:: Work instruction ::
The required output is the line with "Query: reflection on water" through the final line of the entries, each one exactly as it stands.
Start of Given information
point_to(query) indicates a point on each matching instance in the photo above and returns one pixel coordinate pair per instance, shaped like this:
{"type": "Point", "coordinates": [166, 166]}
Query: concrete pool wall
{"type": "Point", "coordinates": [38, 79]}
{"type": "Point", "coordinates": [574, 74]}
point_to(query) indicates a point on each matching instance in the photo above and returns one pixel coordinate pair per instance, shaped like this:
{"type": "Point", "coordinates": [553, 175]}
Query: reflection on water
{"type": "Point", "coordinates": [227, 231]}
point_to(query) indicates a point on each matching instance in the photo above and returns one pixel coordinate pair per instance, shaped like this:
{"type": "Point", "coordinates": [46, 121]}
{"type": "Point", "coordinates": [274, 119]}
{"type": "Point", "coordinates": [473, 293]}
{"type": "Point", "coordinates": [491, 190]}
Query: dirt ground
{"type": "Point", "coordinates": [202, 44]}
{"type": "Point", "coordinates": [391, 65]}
End of Given information
:: Response area ::
Query: reflection on water
{"type": "Point", "coordinates": [227, 231]}
point_to(query) indicates a point on each matching instance in the photo above and returns one pixel coordinate pair per instance, shaped like this:
{"type": "Point", "coordinates": [46, 121]}
{"type": "Point", "coordinates": [274, 119]}
{"type": "Point", "coordinates": [473, 293]}
{"type": "Point", "coordinates": [491, 190]}
Query: dirt ground
{"type": "Point", "coordinates": [202, 44]}
{"type": "Point", "coordinates": [391, 65]}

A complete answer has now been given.